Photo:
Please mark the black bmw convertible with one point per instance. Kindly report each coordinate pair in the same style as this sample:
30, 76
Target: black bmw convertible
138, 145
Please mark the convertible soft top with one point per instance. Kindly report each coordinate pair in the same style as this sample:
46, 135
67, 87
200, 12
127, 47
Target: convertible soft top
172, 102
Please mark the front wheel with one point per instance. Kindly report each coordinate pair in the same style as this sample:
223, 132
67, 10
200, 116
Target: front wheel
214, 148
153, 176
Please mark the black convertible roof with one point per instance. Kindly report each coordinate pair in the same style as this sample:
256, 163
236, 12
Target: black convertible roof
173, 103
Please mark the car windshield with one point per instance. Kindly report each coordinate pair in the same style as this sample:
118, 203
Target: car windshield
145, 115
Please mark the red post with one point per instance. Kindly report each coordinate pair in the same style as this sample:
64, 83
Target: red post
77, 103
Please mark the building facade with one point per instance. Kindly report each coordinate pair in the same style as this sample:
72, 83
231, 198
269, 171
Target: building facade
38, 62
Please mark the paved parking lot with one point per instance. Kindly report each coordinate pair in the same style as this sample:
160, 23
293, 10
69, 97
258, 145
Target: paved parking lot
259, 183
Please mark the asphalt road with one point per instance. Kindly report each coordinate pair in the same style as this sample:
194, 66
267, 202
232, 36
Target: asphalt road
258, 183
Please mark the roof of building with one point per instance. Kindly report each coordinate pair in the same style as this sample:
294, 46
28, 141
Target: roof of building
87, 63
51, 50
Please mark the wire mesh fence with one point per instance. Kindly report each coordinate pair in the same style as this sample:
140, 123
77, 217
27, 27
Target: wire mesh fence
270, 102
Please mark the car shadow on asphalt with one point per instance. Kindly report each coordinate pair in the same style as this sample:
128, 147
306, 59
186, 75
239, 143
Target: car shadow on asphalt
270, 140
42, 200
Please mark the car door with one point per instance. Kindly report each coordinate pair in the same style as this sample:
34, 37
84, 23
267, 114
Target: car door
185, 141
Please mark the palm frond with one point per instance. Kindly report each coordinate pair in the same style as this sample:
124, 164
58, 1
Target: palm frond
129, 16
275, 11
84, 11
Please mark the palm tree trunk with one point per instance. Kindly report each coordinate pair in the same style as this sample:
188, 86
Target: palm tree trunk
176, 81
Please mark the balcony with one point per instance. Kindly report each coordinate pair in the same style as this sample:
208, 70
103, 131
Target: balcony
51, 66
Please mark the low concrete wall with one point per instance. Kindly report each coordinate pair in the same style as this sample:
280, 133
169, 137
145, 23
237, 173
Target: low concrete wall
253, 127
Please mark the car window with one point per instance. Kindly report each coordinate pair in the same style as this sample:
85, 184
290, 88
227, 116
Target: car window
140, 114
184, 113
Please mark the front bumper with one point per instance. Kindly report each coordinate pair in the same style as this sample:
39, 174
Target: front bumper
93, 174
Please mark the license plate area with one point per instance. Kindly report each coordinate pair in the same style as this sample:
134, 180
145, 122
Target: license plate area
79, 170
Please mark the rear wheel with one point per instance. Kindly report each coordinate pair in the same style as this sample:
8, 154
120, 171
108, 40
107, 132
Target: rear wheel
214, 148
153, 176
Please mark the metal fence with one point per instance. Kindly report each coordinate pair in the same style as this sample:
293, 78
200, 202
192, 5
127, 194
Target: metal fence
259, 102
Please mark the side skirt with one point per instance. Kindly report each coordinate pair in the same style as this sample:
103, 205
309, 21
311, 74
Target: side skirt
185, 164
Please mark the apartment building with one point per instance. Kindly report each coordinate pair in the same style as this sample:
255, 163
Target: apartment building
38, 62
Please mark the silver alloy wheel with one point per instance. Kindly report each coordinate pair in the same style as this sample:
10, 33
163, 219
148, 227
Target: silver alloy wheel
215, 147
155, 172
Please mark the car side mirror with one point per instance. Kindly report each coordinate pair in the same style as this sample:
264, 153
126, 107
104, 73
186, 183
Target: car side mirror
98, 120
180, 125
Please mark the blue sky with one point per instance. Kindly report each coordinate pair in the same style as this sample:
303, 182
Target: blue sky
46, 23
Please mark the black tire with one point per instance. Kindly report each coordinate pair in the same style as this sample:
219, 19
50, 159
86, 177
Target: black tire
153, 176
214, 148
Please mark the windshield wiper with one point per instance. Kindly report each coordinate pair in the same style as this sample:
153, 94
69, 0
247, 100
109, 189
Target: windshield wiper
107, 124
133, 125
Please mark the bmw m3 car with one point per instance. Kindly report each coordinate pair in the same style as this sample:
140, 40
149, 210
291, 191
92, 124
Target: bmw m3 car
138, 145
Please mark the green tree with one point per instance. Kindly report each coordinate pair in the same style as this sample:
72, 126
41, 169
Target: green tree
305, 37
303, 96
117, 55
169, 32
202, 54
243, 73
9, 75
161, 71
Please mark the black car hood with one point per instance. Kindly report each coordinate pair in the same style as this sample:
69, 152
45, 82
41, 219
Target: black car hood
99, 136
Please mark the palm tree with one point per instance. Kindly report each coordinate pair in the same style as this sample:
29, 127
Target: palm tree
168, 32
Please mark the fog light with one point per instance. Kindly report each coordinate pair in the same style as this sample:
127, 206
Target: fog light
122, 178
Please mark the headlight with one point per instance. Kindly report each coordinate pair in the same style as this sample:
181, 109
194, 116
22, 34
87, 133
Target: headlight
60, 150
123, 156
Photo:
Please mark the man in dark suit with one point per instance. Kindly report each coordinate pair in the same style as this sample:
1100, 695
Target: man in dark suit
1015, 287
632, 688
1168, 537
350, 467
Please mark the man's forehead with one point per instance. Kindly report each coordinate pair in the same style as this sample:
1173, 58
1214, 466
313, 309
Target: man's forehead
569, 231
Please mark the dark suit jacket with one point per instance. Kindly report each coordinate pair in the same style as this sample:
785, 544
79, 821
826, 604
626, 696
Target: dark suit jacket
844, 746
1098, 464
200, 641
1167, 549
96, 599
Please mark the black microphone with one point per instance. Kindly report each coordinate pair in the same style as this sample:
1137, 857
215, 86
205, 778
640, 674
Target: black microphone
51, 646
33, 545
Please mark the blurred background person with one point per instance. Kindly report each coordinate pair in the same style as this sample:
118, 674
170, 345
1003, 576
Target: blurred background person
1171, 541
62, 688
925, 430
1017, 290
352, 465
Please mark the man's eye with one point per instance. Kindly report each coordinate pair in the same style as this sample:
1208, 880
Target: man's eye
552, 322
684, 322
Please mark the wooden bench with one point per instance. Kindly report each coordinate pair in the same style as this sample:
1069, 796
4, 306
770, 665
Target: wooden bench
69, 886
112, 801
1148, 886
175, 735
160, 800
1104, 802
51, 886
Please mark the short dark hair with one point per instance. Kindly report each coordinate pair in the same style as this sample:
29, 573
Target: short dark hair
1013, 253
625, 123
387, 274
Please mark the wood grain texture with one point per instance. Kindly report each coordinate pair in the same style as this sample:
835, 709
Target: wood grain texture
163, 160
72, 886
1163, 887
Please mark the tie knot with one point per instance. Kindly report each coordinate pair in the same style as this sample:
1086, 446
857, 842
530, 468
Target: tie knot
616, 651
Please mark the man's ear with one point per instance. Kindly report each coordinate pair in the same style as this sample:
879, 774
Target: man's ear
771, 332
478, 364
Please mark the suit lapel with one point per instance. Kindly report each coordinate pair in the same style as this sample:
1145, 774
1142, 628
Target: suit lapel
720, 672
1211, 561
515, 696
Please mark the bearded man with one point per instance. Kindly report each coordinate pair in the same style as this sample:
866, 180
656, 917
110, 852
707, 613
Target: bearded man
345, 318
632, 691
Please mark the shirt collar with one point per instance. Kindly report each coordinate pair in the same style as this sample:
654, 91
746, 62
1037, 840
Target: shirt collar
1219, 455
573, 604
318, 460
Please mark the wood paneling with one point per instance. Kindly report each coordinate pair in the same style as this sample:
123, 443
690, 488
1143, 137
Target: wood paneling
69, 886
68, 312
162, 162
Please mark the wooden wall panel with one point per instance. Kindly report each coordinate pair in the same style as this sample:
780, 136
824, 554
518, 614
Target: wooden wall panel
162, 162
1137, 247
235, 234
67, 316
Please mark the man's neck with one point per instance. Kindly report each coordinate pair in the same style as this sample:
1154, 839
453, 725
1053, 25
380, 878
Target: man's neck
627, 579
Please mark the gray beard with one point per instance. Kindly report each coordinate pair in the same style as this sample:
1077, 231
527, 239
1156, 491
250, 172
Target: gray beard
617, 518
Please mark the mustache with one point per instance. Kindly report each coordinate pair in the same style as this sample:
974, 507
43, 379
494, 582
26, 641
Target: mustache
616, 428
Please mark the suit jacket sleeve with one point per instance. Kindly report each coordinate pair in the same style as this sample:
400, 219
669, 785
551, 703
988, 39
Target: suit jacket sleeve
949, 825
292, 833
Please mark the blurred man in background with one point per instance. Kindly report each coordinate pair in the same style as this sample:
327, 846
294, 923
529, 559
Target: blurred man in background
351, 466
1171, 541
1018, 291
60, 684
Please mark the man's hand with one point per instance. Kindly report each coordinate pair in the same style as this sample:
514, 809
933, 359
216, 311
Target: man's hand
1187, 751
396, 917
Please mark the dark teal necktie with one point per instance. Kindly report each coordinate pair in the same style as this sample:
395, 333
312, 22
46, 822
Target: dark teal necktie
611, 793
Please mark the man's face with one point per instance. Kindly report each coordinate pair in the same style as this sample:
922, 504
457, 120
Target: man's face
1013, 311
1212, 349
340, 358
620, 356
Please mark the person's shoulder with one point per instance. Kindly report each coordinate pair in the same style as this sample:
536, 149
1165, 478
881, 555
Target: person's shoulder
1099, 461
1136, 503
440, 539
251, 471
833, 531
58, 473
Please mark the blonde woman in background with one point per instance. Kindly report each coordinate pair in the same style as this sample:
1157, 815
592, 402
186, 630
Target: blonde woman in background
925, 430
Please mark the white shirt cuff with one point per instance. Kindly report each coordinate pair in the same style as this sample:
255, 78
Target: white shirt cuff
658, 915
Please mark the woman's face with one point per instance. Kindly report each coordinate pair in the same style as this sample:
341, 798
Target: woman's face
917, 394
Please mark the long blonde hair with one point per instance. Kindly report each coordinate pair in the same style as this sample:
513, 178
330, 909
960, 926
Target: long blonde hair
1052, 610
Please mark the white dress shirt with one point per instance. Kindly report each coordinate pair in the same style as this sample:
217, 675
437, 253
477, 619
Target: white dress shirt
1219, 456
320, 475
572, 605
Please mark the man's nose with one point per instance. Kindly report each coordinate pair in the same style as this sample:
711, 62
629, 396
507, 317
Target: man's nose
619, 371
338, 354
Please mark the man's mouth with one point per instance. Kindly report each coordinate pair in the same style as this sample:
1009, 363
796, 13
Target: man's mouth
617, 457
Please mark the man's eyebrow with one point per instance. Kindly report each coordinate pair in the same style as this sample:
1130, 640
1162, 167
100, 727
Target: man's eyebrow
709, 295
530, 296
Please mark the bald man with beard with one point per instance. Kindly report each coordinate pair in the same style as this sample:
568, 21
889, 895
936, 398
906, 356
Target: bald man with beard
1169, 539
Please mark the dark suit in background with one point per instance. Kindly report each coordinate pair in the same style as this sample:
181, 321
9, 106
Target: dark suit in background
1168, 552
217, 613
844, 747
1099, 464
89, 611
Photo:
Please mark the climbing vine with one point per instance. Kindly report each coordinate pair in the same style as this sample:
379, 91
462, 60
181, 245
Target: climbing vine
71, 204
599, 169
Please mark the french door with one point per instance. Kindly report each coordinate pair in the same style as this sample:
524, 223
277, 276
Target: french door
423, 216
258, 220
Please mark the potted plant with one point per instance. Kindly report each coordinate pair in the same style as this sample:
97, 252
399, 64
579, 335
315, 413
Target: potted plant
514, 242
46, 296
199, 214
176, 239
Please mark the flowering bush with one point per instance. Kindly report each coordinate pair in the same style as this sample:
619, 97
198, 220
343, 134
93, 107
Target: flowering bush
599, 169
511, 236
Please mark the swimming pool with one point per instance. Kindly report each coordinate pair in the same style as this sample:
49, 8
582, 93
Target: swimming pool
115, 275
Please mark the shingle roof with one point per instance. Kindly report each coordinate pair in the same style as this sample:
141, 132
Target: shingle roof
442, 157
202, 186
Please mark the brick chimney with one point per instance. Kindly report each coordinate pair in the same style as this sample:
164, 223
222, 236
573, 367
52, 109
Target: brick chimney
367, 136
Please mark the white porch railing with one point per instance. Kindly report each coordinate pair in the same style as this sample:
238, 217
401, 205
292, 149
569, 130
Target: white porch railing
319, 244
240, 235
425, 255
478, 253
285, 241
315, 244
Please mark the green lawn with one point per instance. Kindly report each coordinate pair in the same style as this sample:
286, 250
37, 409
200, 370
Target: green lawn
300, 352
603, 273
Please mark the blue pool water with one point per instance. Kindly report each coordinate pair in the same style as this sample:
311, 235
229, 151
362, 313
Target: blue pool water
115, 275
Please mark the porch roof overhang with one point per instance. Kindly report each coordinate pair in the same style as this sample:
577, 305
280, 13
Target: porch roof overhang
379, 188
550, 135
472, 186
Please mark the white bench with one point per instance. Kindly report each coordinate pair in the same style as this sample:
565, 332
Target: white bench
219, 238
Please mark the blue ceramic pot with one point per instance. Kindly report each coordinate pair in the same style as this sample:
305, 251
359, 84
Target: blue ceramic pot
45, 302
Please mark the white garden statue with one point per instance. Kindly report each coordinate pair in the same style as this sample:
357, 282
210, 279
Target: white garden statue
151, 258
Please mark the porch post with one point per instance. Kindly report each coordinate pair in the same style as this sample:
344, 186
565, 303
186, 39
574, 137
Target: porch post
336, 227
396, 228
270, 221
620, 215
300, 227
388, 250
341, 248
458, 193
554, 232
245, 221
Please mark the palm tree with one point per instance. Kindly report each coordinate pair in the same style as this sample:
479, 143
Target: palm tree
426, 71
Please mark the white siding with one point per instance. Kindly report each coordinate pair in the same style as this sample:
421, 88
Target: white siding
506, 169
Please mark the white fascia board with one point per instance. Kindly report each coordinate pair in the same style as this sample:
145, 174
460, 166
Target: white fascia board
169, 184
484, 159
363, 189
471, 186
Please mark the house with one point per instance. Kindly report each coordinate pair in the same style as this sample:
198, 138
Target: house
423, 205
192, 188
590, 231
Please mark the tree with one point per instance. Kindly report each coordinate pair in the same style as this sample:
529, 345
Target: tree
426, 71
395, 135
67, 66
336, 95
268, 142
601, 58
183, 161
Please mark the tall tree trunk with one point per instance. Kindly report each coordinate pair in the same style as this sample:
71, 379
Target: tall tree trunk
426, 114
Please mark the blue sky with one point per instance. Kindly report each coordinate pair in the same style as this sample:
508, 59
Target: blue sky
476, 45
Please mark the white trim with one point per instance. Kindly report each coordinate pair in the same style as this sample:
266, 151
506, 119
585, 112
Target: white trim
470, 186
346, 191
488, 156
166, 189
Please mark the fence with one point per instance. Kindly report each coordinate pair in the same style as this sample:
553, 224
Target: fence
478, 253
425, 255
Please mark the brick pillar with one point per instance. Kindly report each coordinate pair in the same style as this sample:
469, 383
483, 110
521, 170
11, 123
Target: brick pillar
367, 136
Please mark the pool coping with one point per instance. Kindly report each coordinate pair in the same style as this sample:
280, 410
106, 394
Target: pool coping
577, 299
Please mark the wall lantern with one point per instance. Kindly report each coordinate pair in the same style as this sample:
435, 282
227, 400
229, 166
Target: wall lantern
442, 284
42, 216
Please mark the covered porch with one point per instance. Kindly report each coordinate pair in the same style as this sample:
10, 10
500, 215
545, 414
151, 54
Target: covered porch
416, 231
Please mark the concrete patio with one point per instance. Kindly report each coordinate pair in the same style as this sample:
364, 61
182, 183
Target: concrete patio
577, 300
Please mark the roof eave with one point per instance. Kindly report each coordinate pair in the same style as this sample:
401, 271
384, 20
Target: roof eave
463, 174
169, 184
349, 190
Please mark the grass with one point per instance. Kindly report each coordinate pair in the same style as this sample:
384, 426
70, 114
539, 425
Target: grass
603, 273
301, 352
━━━━━━━━━━━━━━━━━━━━
§ **Stated goal**
Reproduce the listing above exactly from the line containing "Please mark the concrete" through its last line, with both of those lines included.

§ **Response to this task**
Please mark the concrete patio with one point per instance. Kindly report each coordinate pair in the same style as this sample:
364, 61
182, 183
Target: concrete patio
577, 300
Please mark the roof eave with one point per instance. Kindly report each coordinate pair in the same style as this sample:
401, 271
384, 20
Target: roof eave
463, 174
169, 184
349, 190
Please mark the grass with one point per instance. Kindly report each coordinate pair in the same style as this sample:
384, 426
70, 114
539, 425
Target: grass
603, 273
301, 352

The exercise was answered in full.